• EXERCISE:
Output the listing below as a Markdown table with columns Row and Text, covering everything from the line containing "For every instance of the blade" down to the line containing "x=373, y=229", with both ends included. Number each row and leave out blank lines.

§ §

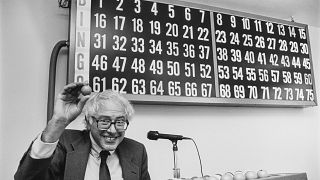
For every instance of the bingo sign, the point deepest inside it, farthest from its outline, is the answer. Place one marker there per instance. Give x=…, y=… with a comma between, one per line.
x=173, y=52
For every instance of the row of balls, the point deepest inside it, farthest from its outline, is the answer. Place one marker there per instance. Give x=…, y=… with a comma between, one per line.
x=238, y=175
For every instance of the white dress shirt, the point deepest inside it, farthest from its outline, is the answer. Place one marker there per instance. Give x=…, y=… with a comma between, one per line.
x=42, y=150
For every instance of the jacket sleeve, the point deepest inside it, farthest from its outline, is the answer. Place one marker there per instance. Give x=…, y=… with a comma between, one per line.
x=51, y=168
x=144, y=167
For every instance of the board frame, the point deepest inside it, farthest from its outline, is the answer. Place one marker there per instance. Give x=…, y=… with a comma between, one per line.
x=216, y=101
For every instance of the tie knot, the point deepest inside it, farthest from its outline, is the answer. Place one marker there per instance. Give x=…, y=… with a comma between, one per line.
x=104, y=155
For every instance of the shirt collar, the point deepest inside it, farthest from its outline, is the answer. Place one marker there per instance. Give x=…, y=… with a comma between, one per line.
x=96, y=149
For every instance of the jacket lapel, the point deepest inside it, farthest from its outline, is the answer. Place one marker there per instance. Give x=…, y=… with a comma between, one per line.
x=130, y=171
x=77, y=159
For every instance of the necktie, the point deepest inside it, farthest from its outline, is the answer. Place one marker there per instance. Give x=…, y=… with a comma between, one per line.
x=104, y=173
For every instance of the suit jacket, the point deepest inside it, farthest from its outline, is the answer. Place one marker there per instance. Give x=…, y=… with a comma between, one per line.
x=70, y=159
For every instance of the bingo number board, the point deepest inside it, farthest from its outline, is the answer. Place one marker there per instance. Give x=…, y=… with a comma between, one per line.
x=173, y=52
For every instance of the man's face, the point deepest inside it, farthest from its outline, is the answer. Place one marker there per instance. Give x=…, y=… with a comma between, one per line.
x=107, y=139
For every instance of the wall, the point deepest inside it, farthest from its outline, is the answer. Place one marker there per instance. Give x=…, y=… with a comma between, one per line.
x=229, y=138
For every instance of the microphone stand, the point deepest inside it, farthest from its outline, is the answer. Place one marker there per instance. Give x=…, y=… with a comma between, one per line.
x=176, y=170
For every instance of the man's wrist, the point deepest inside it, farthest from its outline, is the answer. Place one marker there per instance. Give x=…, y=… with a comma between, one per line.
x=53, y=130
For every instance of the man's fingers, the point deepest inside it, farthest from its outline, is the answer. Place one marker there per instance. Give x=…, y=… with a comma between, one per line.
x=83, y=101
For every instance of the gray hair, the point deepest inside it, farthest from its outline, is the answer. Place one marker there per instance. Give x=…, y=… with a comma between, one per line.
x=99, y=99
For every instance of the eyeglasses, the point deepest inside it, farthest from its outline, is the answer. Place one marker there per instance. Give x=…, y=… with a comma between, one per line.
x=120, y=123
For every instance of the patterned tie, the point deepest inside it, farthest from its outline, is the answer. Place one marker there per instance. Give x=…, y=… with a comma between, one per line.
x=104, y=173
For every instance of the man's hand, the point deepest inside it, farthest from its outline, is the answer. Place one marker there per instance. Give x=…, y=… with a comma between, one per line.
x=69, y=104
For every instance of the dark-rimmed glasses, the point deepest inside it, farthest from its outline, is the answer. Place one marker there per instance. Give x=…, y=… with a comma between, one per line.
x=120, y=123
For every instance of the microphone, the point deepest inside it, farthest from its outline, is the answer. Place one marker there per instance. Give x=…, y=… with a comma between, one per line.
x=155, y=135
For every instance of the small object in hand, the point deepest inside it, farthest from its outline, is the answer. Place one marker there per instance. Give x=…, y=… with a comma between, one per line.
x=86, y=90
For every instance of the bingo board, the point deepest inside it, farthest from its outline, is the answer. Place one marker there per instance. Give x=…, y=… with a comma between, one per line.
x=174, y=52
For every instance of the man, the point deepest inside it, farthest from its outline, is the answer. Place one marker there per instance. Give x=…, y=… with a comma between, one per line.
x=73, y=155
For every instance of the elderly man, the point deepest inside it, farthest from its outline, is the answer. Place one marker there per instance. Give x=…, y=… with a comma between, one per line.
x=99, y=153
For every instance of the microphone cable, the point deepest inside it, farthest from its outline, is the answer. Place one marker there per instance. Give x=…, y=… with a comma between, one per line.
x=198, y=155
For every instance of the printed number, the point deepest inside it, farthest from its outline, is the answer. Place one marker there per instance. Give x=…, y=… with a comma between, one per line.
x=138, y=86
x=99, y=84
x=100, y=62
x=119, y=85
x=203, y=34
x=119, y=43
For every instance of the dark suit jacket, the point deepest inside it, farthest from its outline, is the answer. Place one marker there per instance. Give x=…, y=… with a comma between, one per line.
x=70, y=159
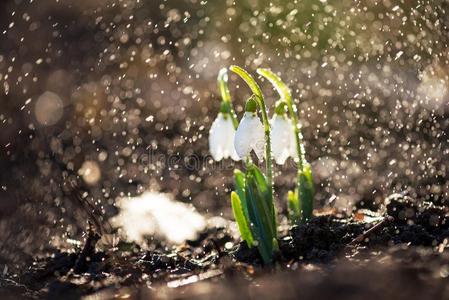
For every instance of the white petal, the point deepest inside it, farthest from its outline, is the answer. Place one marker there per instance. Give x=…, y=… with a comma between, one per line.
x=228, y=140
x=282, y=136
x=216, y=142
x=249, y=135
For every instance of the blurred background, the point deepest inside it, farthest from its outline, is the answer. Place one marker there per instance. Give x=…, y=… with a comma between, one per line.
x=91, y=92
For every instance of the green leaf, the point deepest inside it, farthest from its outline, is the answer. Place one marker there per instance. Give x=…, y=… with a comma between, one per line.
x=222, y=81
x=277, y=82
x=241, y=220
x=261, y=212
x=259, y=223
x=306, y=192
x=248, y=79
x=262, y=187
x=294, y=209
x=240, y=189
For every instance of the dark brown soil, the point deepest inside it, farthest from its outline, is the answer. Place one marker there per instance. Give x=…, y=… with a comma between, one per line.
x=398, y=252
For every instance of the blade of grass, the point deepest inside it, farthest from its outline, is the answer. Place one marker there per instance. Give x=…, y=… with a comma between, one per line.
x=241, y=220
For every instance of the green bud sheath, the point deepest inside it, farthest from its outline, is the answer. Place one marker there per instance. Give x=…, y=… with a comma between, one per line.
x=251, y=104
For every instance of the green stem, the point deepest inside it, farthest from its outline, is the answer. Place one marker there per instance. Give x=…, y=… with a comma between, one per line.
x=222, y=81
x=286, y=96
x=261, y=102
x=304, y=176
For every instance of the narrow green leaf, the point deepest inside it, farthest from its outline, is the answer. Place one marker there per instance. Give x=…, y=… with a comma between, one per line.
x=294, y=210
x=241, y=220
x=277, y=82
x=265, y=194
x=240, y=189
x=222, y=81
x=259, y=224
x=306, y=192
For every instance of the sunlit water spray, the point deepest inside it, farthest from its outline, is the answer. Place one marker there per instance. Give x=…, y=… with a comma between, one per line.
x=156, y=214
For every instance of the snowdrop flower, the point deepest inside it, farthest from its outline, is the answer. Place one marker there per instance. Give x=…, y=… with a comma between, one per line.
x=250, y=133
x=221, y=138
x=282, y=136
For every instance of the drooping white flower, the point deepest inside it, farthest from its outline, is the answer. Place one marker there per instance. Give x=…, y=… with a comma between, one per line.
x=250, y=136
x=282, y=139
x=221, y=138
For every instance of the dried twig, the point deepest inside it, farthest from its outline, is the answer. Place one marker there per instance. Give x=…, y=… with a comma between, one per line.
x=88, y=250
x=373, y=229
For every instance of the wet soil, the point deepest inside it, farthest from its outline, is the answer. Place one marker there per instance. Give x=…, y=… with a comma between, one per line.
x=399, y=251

§ §

• ANSWER BELOW:
| Row | Text |
|---|---|
| 1 | For every instance of the blade of grass, the point deepest inside it, farthest from its outline, is the answer. Place one marker there per instance. Give x=…, y=… with a comma between, one per line. |
| 2 | x=241, y=220 |
| 3 | For every instance of the green bud sheath, the point deepest inside it, farthest from its outline, is the answer. Place one marker there per instance. Give x=…, y=… with a comma between, one per line. |
| 4 | x=251, y=104 |
| 5 | For every instance of the green stem, the point deepest inside it, farthest from its outline, is the answer. Place one marker there per instance. Give x=…, y=… with a comma between, one per line. |
| 6 | x=222, y=81 |
| 7 | x=286, y=96 |
| 8 | x=261, y=102 |
| 9 | x=304, y=176 |
| 10 | For every instance of the narrow green leaf, the point deepest inside it, farthest from its outline, is the answer. Place one marker there per instance. Give x=…, y=… with a comma between, one per line. |
| 11 | x=294, y=210 |
| 12 | x=241, y=220 |
| 13 | x=277, y=82 |
| 14 | x=265, y=194 |
| 15 | x=240, y=189 |
| 16 | x=222, y=81 |
| 17 | x=259, y=224 |
| 18 | x=306, y=192 |
| 19 | For every instance of the sunlit water spray, the point deepest inside it, farthest from its outline, is the answer. Place one marker there per instance. Give x=…, y=… with a comma between, one per line. |
| 20 | x=156, y=214 |
| 21 | For every instance of the snowdrop flower, the point deepest inside it, farthest from its outline, is the answer. Place one marker there per instance. Give x=…, y=… with a comma between, one per line. |
| 22 | x=250, y=133 |
| 23 | x=221, y=138 |
| 24 | x=282, y=136 |
| 25 | For every instance of the drooping white flower, the point deepest inside it, farthest from its outline, is the answer. Place one marker there per instance. Give x=…, y=… with a comma between, one per line. |
| 26 | x=250, y=136 |
| 27 | x=282, y=139 |
| 28 | x=221, y=138 |
| 29 | For every instance of the dried twig, the point deepest inside it, farthest from its outline, is the answer. Place one marker there per instance. Give x=…, y=… with a comma between, one per line. |
| 30 | x=88, y=250 |
| 31 | x=373, y=229 |